Request: Copy all of the records below word for word, leaving out the pictures.
◇ ◇ ◇ ◇
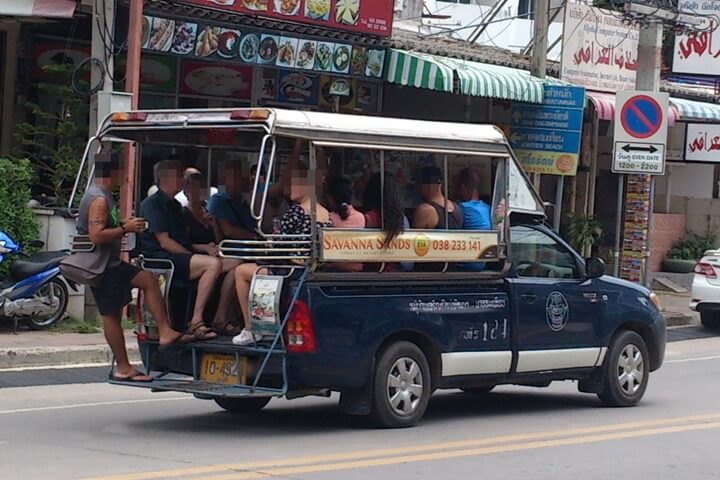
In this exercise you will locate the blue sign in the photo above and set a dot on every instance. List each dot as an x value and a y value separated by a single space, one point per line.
641 116
546 137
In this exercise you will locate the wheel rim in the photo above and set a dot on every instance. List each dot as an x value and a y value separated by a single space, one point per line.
55 301
631 370
404 386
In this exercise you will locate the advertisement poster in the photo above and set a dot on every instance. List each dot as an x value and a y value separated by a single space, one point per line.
215 79
699 52
265 303
372 17
702 142
599 50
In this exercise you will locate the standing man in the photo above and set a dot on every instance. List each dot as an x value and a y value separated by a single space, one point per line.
98 218
167 237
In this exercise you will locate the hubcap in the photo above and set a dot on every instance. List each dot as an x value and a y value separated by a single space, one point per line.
404 386
631 370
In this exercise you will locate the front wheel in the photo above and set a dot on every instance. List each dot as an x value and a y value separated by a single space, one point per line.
626 371
402 386
53 299
243 405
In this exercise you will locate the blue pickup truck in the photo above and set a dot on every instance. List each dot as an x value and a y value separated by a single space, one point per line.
415 318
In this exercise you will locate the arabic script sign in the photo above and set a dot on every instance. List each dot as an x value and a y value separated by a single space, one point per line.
699 53
599 51
702 143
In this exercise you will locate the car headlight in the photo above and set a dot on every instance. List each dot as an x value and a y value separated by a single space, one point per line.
655 300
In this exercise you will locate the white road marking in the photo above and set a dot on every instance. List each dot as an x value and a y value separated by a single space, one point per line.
93 404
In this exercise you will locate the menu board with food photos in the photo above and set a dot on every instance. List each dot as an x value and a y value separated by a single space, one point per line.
208 41
373 17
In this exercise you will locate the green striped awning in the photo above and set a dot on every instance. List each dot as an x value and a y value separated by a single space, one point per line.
692 110
477 79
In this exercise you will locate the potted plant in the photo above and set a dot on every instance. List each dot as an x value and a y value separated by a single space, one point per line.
686 253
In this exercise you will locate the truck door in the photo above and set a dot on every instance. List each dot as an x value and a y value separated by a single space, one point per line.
559 314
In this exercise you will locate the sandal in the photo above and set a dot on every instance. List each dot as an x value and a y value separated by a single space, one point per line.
202 332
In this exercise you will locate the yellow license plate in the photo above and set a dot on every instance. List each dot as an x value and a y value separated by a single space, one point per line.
228 369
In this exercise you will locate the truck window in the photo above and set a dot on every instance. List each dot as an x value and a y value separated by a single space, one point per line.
537 255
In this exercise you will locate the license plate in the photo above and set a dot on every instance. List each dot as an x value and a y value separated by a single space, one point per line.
228 369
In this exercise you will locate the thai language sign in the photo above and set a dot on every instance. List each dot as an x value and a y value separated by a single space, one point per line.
373 17
546 137
699 52
599 50
345 245
702 143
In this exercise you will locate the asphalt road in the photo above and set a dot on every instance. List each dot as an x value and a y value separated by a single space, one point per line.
99 431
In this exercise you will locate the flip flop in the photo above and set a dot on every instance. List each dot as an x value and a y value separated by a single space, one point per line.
133 377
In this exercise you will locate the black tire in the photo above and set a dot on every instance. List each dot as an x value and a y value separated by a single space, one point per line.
60 290
243 405
628 392
479 390
710 319
411 373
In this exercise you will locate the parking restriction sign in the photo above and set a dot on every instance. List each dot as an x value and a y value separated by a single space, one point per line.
640 132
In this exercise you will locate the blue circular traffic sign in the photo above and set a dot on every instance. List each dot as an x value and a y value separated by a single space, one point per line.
641 116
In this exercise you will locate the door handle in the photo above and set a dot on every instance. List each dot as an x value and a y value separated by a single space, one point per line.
529 297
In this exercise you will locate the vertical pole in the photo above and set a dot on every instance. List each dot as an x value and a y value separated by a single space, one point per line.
◇ ◇ ◇ ◇
Solution to the exercise:
In this exercise you will locate the blue sign in the photo above and set a dot on every instance. List each dot as an x value and a y value separated by a single space, one point per line.
641 116
546 137
In this exercise you will locate the wheel rim in the photo above and set a dot on every instance. List each dot as an x value and a y value separated by a single space, one point per line.
55 301
631 370
404 386
In this exercise you will locate the advertisement poster in the photo above and set a dot on every instance. List each dot as an x value and a y value separated by a single space, one point per line.
215 79
699 52
265 303
372 17
702 142
599 50
In this exercise you will locate the standing man in the photo above and set a dot on every instance. List each dot as an x value and a y value separated by a single space, one point per line.
98 218
167 237
In this exercise you will locate the hubcap in the photo above and set a dot on every instance. List each dot as an x value and a y value separated by a single space, one point per line.
404 386
631 370
In this exercise you will locate the front wheel in the photo above and set a dot on every instance. List each dot as an x value and a y value separated by a single space, one point per line.
626 371
402 386
53 299
243 405
In this exercise you will locate the blue pickup truck in the photo above and set a dot on every instance. List each dot as an x value and a y value separated by a single space, one point per line.
415 318
In this exercise you will locate the arabic script sign in the photo above and set a dot on every instance. List each dot as an x value and a y value separated by a single space, one point per line.
699 53
599 51
702 143
In this exercise you will locate the car headlight in the photo above and set a dot on every instance. List each dot as an x value and a y value separated by a single space, one point per line.
655 300
In this exercise you will locate the white road marking in the photo above and set a dot on every instance. List each dot as an x value and a y value separated by a single space, one point per line.
93 404
In this exercise you will locate the menu board with food photos in the photo above and set a dot on every instance. List each dot as an x value and a y value separated by a single space, one point per line.
208 41
373 17
In this exercise you will locate the green striped awning in the photo above and set a dot on every instance. List each dot as an x value and a y value separated by a single space, one point per line.
692 110
477 79
In this exercise you will locate the potted plant in the photo above and set a dot on every instance. List each dot as an x value and a y value separated by a single space, one point per line.
686 253
In this exercise you will locate the truck door in the photo above and set a dot on every instance. List each dot as an x value and a y value separated by a single space, one point per line.
559 314
In this exercise you will locate the sandal in the photo above and set a dot on every instance. List each dot as an x value and a y value separated by a single space, one point per line.
202 332
In this exercise you will locate the yellow license plate in the photo above and set a dot on every instance. List each dot as an x value and a y value separated by a single space, one point per line.
228 369
In this exercise you will locate the truck window in the photo above and set a dot on every instance. List each dot as an x value and a y value separated by a single space, one point per line.
537 255
In this exercise you will locate the license plate in the photo above and set a dot on every instance. List each dot as an x value and a y value separated by a single space, one point per line.
228 369
In this exercise you will locate the thai language sign in the photo above and set a dot on every instance. List each dot as an x value and a y value separated by a single space, one point per line.
373 17
546 137
699 52
599 50
345 245
702 143
In this exercise you will locate the asphalt road in the photo above and set a dot on every instance. List each dot as an x value and a y value separated by a single space, one point per line.
99 431
In this exercise you will locate the flip flop in the photo above and set a dot on every instance. List each dot as an x value and a y value separated by a single space, one point per line.
133 377
In this exercise you will locate the black tire in the photo above and set a dot on every instance. List each dot as an x value and a y value separated by a single space, one point per line.
60 290
243 405
628 392
479 390
710 319
411 373
In this exercise you will locate the parking restriction sign in the photo above and set a dot on every instance. List each dot as an x value and a y value separated by a single space, one point per line.
640 132
In this exercise you will locate the blue circular traffic sign in the photo above and set a dot on every instance. List each dot as an x value and a y value separated by a single space, one point per line.
641 116
In this exercise you will locate the door handle in the photo above and set a dot on every instance. List each dot as an x value and a y value separated by a single space, one point per line.
529 297
In this exercise you will locate the vertical pole in the photo above and set a dot on every instance. List each dot as an x value and a y value separated by a single space, one point per line.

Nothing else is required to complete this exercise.